*** Block opens ***

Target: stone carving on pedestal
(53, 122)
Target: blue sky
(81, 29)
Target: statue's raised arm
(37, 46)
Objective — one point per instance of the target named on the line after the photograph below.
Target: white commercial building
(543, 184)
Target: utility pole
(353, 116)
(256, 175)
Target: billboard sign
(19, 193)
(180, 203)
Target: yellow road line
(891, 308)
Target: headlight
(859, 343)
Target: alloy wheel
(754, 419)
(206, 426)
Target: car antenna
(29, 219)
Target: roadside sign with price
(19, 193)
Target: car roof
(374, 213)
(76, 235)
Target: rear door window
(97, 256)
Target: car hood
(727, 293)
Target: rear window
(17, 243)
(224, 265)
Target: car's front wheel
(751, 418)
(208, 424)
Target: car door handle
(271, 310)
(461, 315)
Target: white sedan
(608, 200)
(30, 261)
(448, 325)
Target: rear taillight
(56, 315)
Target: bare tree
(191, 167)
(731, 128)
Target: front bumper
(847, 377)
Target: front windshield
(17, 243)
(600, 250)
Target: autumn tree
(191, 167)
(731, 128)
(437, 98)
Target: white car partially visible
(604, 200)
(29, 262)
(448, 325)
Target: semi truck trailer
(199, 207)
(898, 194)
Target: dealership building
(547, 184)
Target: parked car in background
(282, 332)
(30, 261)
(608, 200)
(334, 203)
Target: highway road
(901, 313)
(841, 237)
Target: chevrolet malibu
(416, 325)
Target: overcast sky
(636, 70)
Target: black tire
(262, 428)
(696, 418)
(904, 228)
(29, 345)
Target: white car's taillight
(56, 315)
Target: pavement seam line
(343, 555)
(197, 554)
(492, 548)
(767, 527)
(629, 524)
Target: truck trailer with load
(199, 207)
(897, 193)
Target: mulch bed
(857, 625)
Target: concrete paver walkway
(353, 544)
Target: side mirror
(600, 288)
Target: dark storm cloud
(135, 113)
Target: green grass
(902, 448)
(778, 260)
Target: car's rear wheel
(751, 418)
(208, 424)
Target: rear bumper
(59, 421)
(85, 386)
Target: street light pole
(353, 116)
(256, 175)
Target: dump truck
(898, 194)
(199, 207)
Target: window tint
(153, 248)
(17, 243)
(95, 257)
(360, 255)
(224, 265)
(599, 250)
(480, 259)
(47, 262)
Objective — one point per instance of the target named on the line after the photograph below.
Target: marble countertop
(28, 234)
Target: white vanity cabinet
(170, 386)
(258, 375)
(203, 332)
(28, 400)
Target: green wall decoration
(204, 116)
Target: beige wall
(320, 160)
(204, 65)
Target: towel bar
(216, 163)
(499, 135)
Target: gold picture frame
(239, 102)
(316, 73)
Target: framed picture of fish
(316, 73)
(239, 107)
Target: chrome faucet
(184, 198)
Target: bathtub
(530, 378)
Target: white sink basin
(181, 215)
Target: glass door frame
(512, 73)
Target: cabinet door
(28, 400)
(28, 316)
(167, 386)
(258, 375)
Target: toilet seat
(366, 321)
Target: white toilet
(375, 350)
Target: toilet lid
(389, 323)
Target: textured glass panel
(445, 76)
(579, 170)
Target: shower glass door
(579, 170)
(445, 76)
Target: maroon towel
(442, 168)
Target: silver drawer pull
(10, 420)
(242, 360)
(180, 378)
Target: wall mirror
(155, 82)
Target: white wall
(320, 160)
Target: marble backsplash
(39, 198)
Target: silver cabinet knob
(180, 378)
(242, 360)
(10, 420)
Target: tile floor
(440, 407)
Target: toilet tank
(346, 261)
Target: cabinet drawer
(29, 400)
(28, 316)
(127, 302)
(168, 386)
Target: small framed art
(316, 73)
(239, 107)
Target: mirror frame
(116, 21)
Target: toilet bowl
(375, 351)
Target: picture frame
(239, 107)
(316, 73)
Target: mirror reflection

*** Block closes ***

» WORK TO COMPLETE
Write out every entry verbatim.

» WRITTEN ANSWER
Target: stone carving on pedestal
(53, 122)
Target: blue sky
(81, 29)
Target: statue's raised arm
(37, 46)
Objective — one point per instance of the target named on the line after the photograph below.
Target: white commercial building
(543, 184)
Target: utility pole
(353, 116)
(256, 175)
Target: billboard sign
(19, 193)
(180, 203)
Target: yellow road line
(891, 308)
Target: headlight
(859, 343)
Target: alloy wheel
(754, 419)
(206, 426)
Target: car antenna
(29, 219)
Target: roadside sign with price
(19, 193)
Target: car roof
(374, 213)
(76, 235)
Target: rear door window
(97, 256)
Target: car hood
(727, 293)
Target: rear window
(17, 243)
(224, 265)
Target: car's front wheel
(751, 418)
(208, 424)
Target: car door handle
(271, 310)
(461, 315)
Target: white sedan
(608, 200)
(30, 261)
(448, 325)
Target: rear taillight
(56, 315)
Target: bare tree
(191, 167)
(731, 128)
Target: front bumper
(847, 377)
Target: front windshield
(17, 243)
(600, 250)
Target: autumn tree
(191, 167)
(731, 128)
(437, 98)
Target: white car partially visible
(604, 200)
(29, 262)
(448, 325)
Target: semi truck trailer
(199, 207)
(898, 194)
Target: dealership building
(547, 184)
Target: parked car in background
(282, 332)
(30, 261)
(608, 200)
(334, 203)
Target: highway road
(901, 313)
(841, 237)
Target: chevrolet malibu
(416, 325)
Target: overcast sky
(636, 70)
Target: black tire
(262, 428)
(696, 418)
(904, 228)
(29, 345)
Target: white car's taillight
(56, 315)
Target: pavement seam line
(343, 555)
(197, 554)
(492, 548)
(767, 527)
(629, 524)
Target: truck trailer with load
(199, 207)
(897, 193)
Target: mulch bed
(857, 625)
Target: concrete paver walkway
(353, 544)
Target: side mirror
(600, 288)
Target: dark storm cloud
(135, 113)
Target: green grass
(902, 448)
(778, 260)
Target: car's rear wheel
(751, 418)
(208, 424)
Target: rear bumper
(59, 421)
(85, 386)
Target: street light pole
(353, 116)
(256, 175)
Target: dump truck
(898, 194)
(199, 207)
Target: window tint
(153, 248)
(17, 243)
(95, 257)
(360, 255)
(224, 265)
(599, 250)
(480, 259)
(47, 262)
Objective — one point per instance of the target named on the line after the photograph below.
Target: marble countertop
(28, 234)
Target: white vanity cabinet
(170, 386)
(258, 375)
(203, 332)
(28, 400)
Target: green wall decoration
(204, 116)
Target: beige wall
(320, 160)
(204, 65)
Target: towel bar
(216, 163)
(499, 135)
Target: gold picture frame
(239, 102)
(316, 73)
Target: framed picture of fish
(316, 73)
(239, 107)
Target: chrome faucet
(184, 198)
Target: bathtub
(530, 378)
Target: white sink basin
(181, 215)
Target: glass door frame
(512, 73)
Target: cabinet door
(28, 400)
(28, 316)
(167, 386)
(258, 375)
Target: toilet seat
(366, 321)
Target: white toilet
(375, 350)
Target: toilet lid
(389, 323)
Target: textured glass panel
(445, 76)
(579, 170)
Target: shower glass door
(579, 170)
(445, 76)
Target: maroon towel
(442, 168)
Target: silver drawer pull
(10, 420)
(242, 360)
(180, 378)
Target: wall mirror
(155, 82)
Target: white wall
(320, 160)
Target: marble backsplash
(39, 198)
Target: silver cabinet knob
(180, 378)
(242, 360)
(10, 420)
Target: tile floor
(440, 407)
Target: toilet tank
(346, 261)
Target: cabinet drawer
(29, 400)
(28, 316)
(127, 302)
(168, 386)
Target: small framed art
(316, 73)
(239, 107)
Target: mirror frame
(116, 21)
Target: toilet bowl
(375, 351)
Target: picture frame
(239, 107)
(316, 73)
Target: mirror reflection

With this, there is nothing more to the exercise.